WRITTEN TASK A
In the text on guitar top-plate modes, list each distinct word or phrase that appears inside single quotation marks, giving each one once.
WRITTEN TASK B
Reproduce the guitar-mode text word for word, everything from "Some years back" down to "getting better results.".
WRITTEN TASK C
Carry on the account of guitar top-plate mode shapes after its final sentence, keeping the same first-person voice.

TEXT EXTRACT
Yup. Several years ago I dug up the data on about twenty guitars of the same size and shape, looking for any sort of correlation between the 'free' top ring+ mode pitch and the frequency of the 'main top' mode on the assembled instrument. There was none. However, there was a correlation between the mode shape and the frequency shift between the 'free' and assembled mode pitches: the 'better' the free plate shape the less of a pitch shift there was. It seemed to me that there was also a correlation between the mode shapes and the quality of sound of the assembled instruments, but:
a) I'm biased, and
b) what's 'quality'?

Some years back I made what was supposed to be a matched pair of Classical guitars. After a lot of effort to control everything as closely as possible, they ended up not sounding the same. They were both good guitars, and very similar, but everybody who tried them preferred one over the other. The one they liked had the better mode shapes. Since they didn't know which was which, this is a reasonably good test, although, of course, one would like to repeat it. Up until then I had been controlling for frequencies, and those matched well. Since then I've been looking at mode shapes more, and getting better results.

RECORD SET
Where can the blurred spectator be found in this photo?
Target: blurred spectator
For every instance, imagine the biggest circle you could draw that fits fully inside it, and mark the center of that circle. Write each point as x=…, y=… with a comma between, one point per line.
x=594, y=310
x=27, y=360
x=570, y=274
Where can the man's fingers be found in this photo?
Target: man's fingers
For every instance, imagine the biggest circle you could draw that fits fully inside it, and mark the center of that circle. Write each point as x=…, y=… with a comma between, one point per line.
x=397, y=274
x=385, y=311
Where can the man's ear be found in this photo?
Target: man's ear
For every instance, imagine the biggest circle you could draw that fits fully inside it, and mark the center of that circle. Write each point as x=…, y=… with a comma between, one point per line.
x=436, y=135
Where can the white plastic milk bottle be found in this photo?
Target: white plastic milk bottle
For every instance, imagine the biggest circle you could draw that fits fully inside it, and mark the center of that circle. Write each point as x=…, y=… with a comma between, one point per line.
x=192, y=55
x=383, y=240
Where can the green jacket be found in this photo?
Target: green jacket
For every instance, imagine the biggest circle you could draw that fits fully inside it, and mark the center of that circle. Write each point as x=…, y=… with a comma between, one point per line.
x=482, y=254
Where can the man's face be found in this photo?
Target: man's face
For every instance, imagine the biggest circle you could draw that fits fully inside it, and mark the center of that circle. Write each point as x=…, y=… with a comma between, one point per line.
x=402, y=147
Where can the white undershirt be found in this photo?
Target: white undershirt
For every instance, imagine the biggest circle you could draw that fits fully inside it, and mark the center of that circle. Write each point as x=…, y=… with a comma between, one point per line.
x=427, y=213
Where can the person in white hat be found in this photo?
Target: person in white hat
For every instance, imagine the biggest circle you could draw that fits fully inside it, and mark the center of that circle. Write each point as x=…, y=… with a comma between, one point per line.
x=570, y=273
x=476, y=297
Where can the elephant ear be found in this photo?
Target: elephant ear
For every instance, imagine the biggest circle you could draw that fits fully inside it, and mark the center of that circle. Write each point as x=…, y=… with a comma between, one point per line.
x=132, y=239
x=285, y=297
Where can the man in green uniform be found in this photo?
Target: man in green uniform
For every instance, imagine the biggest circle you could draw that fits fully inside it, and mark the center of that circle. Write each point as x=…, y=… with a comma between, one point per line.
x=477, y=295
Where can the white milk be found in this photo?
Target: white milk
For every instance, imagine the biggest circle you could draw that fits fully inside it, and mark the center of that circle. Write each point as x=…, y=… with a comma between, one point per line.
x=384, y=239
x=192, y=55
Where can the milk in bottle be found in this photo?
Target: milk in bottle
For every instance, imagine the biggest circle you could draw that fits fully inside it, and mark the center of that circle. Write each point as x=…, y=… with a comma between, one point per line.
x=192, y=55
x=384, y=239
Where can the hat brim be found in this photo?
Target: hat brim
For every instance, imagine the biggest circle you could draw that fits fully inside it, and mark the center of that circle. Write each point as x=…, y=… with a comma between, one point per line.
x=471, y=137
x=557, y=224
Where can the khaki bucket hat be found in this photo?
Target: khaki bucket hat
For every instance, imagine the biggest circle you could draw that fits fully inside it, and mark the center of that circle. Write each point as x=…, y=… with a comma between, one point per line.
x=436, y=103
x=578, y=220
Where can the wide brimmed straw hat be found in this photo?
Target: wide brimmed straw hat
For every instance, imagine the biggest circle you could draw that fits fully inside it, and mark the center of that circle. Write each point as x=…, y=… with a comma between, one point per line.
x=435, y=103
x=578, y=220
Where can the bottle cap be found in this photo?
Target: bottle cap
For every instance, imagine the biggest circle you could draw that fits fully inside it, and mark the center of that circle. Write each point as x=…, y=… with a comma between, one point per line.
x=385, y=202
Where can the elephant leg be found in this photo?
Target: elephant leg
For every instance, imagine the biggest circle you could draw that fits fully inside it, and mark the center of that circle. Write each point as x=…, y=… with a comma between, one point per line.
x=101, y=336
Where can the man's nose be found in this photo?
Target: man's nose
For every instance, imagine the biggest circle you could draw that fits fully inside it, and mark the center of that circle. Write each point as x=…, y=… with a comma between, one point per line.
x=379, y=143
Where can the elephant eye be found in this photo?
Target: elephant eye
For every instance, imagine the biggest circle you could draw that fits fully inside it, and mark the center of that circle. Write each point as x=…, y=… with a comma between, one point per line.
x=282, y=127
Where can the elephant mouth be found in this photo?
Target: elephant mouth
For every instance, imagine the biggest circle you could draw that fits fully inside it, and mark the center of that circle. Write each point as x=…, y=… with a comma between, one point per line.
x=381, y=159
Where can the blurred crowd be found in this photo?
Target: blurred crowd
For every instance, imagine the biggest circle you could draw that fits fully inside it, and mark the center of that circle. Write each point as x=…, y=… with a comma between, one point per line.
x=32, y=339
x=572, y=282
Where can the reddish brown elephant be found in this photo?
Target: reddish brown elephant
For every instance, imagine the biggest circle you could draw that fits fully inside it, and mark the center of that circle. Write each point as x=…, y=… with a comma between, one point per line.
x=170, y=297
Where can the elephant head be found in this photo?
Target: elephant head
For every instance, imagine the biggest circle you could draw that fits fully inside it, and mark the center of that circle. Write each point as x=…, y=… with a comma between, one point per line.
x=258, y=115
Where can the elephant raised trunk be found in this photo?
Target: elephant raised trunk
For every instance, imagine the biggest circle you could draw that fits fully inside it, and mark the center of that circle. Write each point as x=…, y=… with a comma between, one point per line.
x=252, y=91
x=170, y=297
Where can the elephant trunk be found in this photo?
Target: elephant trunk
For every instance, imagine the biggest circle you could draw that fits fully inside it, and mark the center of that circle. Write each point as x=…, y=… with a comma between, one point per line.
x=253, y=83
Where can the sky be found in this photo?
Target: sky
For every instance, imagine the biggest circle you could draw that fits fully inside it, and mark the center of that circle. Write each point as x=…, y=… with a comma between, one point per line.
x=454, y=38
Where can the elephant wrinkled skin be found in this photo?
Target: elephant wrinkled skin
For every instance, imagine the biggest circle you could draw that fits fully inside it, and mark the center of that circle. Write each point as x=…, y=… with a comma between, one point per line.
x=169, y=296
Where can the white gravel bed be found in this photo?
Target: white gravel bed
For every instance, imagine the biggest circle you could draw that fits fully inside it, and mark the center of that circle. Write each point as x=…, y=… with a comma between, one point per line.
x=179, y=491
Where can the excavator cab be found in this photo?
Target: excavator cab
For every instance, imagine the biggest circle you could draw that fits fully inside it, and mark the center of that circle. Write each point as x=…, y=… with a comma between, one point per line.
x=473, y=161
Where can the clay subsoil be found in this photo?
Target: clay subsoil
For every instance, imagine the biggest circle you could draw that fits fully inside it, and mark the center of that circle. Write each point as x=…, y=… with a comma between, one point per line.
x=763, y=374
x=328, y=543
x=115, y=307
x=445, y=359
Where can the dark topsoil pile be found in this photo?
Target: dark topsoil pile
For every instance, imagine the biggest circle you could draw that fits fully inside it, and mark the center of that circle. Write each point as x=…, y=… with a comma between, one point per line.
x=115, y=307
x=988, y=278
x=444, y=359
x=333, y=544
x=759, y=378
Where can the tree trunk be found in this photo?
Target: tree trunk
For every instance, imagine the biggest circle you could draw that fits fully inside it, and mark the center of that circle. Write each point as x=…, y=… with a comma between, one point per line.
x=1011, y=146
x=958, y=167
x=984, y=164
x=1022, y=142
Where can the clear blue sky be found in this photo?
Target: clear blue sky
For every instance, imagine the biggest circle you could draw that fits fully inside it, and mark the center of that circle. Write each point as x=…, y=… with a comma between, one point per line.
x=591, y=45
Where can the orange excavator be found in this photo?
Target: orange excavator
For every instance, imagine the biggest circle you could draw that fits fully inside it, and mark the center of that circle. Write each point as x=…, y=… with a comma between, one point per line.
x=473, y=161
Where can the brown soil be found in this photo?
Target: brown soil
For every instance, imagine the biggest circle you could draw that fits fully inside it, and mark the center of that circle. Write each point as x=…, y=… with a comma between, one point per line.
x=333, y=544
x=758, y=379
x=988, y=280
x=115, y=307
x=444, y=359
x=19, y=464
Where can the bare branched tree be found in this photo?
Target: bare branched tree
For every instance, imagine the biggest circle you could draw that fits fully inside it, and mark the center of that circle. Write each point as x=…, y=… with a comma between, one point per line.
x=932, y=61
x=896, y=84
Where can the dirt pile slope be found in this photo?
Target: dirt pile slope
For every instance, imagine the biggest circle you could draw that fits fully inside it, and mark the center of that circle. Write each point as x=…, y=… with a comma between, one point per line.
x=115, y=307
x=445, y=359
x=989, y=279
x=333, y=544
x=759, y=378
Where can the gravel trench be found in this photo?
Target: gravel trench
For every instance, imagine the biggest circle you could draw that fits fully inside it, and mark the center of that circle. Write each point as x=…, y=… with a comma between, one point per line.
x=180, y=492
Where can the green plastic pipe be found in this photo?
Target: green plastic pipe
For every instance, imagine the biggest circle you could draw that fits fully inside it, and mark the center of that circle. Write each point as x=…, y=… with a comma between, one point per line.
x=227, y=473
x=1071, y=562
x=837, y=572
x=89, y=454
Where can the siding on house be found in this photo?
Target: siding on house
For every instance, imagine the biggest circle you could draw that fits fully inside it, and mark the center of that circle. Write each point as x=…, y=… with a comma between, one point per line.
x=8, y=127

RESULT A
'free'
'main top'
'better'
'quality'

RESULT B
Some years back I made what was supposed to be a matched pair of Classical guitars. After a lot of effort to control everything as closely as possible, they ended up not sounding the same. They were both good guitars, and very similar, but everybody who tried them preferred one over the other. The one they liked had the better mode shapes. Since they didn't know which was which, this is a reasonably good test, although, of course, one would like to repeat it. Up until then I had been controlling for frequencies, and those matched well. Since then I've been looking at mode shapes more, and getting better results.

RESULT C
I'll note that 'better' mode shapes tend to give 'better' tap tones; ones that are clearer and have lower loss.

A short digression. The Ford Model T car used magnetos in the ignition system. There was a separate capacitor for each cylinder, with a set of points that worked like a buzzer to produce an AC current that could be stepped up to fire the plug. To set the gap on the points you rotated the engine to the correct position and listened to the buzz, adjusting the setting until you got a specific note. I had read years ago that the cars actually came with a 'C' tuning fork, and a recently referenced article on line suggested C# as the correct pitch. At any rate, the pitch was just an indicator of the gap, which was what you were really trying to adjust. I strongly suspect that this is where the phrase 'tuning up a car' came from.

Back when we started looking at Chladni patterns we thought that the pitch might be a useful indicator, and 'tuning' the plate seemed a good term for what we were doing. At this point we know the 'free' plate pitch doesn't convey a lot, but we're sort of stuck with the term.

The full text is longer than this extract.